Information provided:
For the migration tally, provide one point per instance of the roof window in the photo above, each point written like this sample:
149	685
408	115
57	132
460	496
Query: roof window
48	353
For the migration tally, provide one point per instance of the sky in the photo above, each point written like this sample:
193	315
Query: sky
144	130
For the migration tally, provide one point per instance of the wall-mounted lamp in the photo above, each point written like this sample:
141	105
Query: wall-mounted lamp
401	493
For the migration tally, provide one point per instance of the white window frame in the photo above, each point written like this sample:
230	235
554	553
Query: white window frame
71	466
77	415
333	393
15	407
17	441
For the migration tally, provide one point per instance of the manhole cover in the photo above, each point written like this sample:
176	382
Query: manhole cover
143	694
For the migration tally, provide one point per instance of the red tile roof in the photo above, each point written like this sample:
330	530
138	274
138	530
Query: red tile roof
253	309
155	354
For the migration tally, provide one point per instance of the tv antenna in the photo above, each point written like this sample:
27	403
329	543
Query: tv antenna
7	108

The problem:
Output every line of the listing above again, unchanged and in the same order.

Reply:
For the migration tally, provide one point per instance of the roof window in the photo above, each point written like this sample:
149	685
408	115
57	132
460	496
Query: roof window
48	353
For the migration tally, provide one point per instance of the sky in the photo above, each point written like this sample:
193	315
Query: sky
144	130
For the migration tally, provide one point per instance of the wall-mounted lamp in the photo above, each point written like this sample:
141	105
Query: wall-mounted lamp
401	493
For the migration tally, provide one point per instance of the white window frame in the photo above, each point written like this sample:
230	235
554	553
Query: white window frame
71	466
77	415
333	393
15	407
17	441
For the migration tally, provide one point per instance of the manhole cover in the photo above, each point written like this sample:
176	382
Query: manhole cover
143	694
For the migration tally, provide one point per instance of the red tile roof in the photo above, each point written like this sample:
330	530
138	274
138	530
Query: red tile roof
253	309
155	354
For the migration tally, provide one point per instance of the tv antenna in the photo above, each point written like this sample:
27	403
329	543
Query: tv antenna
7	108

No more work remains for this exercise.